## Page excerpt
Background: Type 2 diabetes mellitus is a well-established risk factor for atherosclerosis, but its contribution to sudden cardiac death (SCD) risk after myocardial infarction (MI) is not well defined.
Objective: The purpose of this study was to compare the incidence and time-dependent risk of SCD in diabetic patients versus nondiabetic patients during 5-year follow-up after acute MI.
Methods: A total of 3,276 patients were enrolled at the time of acute MI between 1996 and 2005. Mean age at entry was 60 ± 11 years, and the cohort was followed until 2009. At entry into the study, diabetes was present in 629 (19.2%) patients. The primary endpoint was SCD, and the secondary endpoints were non-SCD and all-cause mortality.

## Extracted entries

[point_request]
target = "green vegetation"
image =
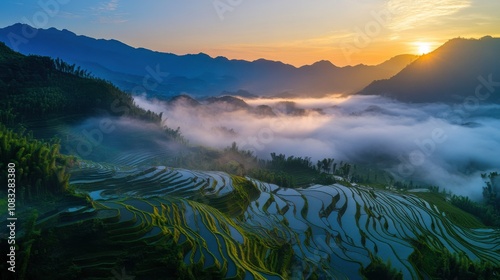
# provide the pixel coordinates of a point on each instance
(40, 168)
(441, 264)
(40, 88)
(487, 212)
(378, 269)
(454, 213)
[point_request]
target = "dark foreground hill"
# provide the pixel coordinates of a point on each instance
(460, 71)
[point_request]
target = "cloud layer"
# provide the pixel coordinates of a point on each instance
(430, 143)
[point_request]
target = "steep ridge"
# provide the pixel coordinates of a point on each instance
(460, 69)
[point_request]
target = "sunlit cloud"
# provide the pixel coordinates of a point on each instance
(109, 6)
(409, 14)
(108, 13)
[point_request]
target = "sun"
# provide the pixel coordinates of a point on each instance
(423, 47)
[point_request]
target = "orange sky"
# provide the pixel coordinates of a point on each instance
(298, 32)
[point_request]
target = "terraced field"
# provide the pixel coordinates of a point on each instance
(232, 223)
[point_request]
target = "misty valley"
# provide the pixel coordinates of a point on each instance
(364, 182)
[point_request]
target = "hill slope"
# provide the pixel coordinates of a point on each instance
(451, 73)
(197, 74)
(40, 88)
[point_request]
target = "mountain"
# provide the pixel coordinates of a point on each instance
(139, 70)
(37, 88)
(451, 73)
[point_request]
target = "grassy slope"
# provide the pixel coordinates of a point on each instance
(456, 215)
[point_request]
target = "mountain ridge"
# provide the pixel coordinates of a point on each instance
(196, 74)
(451, 73)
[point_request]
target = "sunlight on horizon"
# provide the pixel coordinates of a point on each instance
(423, 47)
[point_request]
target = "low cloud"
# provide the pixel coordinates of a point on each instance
(419, 142)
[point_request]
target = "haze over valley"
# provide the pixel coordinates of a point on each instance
(357, 144)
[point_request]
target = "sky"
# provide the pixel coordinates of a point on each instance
(297, 32)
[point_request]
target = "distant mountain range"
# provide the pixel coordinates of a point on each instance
(164, 74)
(460, 71)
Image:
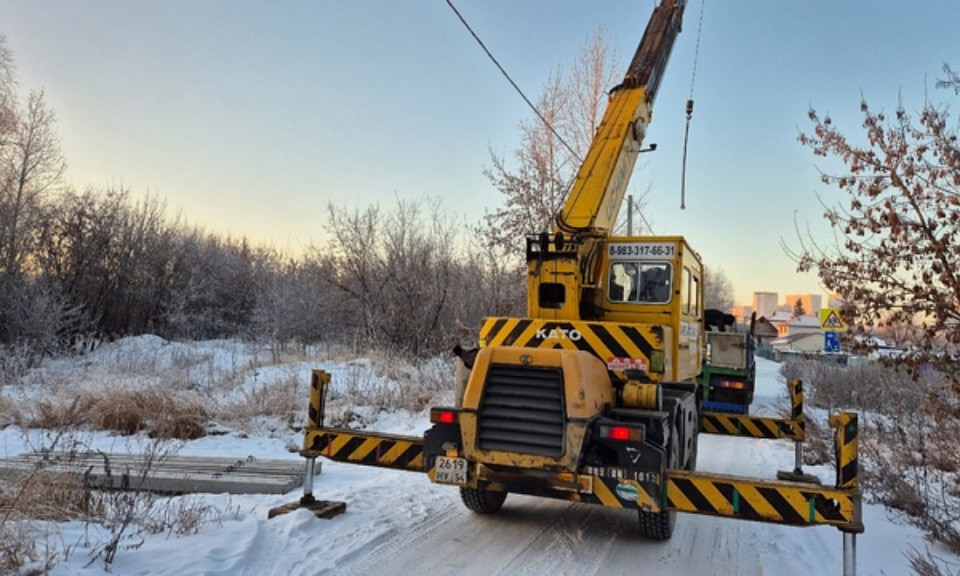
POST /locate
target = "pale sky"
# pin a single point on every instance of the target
(248, 117)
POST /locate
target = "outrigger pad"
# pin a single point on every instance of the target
(320, 508)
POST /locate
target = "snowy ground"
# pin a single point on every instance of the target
(399, 523)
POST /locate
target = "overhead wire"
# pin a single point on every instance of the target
(512, 83)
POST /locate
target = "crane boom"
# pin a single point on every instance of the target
(594, 201)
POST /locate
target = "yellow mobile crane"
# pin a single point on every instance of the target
(594, 395)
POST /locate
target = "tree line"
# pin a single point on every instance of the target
(77, 267)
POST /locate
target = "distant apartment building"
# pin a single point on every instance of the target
(811, 303)
(834, 301)
(765, 303)
(742, 313)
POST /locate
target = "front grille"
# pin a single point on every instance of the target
(522, 410)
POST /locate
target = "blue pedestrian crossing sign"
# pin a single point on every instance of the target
(830, 320)
(831, 342)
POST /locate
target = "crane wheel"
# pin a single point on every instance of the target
(659, 525)
(481, 500)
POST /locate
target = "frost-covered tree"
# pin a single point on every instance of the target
(897, 255)
(535, 183)
(717, 290)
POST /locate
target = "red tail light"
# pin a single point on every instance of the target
(622, 433)
(444, 416)
(734, 384)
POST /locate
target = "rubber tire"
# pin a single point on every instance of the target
(659, 525)
(481, 500)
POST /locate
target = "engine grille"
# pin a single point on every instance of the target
(522, 410)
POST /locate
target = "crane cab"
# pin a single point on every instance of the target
(657, 281)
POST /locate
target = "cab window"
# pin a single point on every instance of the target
(691, 293)
(642, 282)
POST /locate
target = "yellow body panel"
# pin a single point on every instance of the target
(586, 390)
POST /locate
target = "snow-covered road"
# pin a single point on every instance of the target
(399, 523)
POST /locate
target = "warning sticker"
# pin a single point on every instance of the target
(621, 364)
(830, 319)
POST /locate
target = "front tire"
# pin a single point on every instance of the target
(481, 500)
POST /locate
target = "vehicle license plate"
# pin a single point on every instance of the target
(451, 470)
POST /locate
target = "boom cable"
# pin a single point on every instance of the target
(686, 132)
(514, 84)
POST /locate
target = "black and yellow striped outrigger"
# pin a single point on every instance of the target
(780, 502)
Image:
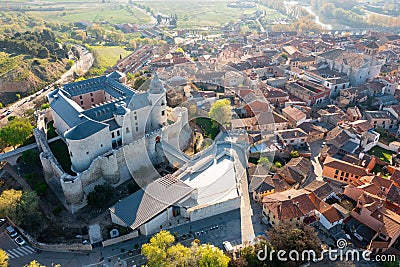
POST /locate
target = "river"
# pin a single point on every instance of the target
(311, 12)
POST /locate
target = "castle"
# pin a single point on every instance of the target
(111, 131)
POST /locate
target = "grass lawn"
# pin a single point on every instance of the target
(382, 154)
(206, 125)
(60, 151)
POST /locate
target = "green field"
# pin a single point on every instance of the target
(202, 13)
(107, 13)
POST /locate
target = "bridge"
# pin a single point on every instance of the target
(13, 156)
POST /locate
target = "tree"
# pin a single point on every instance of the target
(287, 237)
(9, 200)
(3, 258)
(211, 256)
(294, 154)
(21, 207)
(156, 250)
(221, 112)
(278, 164)
(16, 131)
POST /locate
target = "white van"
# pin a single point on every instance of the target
(11, 231)
(228, 246)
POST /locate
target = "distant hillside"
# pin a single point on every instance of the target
(29, 60)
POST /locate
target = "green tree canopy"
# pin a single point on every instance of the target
(139, 82)
(9, 200)
(221, 112)
(287, 237)
(294, 154)
(16, 131)
(161, 252)
(22, 207)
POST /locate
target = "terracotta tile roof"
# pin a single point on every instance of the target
(332, 215)
(320, 188)
(394, 195)
(285, 207)
(345, 166)
(390, 220)
(295, 171)
(294, 113)
(362, 126)
(291, 133)
(264, 118)
(396, 177)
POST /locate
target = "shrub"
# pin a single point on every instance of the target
(57, 210)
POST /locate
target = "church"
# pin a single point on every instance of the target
(97, 115)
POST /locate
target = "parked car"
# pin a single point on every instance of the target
(358, 236)
(228, 246)
(19, 240)
(11, 231)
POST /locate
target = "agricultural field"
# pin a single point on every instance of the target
(106, 56)
(96, 11)
(202, 13)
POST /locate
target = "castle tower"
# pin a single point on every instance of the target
(157, 97)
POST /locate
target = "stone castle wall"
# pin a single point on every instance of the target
(115, 166)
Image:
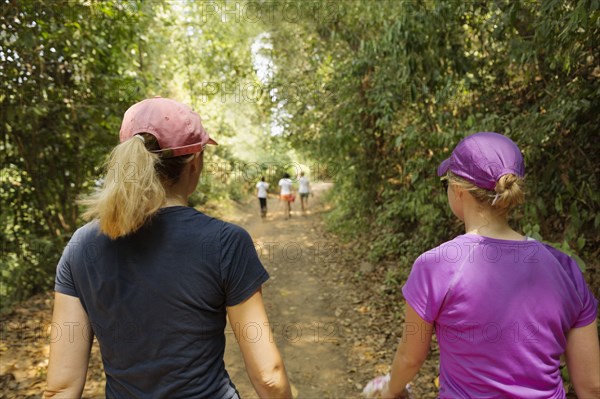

## Required tasks
1. Based on the diabetes study abstract above, state whether each statement agrees with it, answering yes or no and quoting the words that settle it: (a) Patients were followed until 2009. (b) More than a quarter of patients had diabetes at entry. (c) All-cause mortality was the primary endpoint.
2. Reproduce word for word the part of the diabetes study abstract from "Objective: The purpose" up to and including "after acute MI.".

## Responses by task
1.
(a) Yes: "the cohort was followed until 2009"
(b) No: "diabetes was present in 629 (19.2%) patients"
(c) No: "The primary endpoint was SCD, and the secondary endpoints were non-SCD and all-cause mortality"

2.
Objective: The purpose of this study was to compare the incidence and time-dependent risk of SCD in diabetic patients versus nondiabetic patients during 5-year follow-up after acute MI.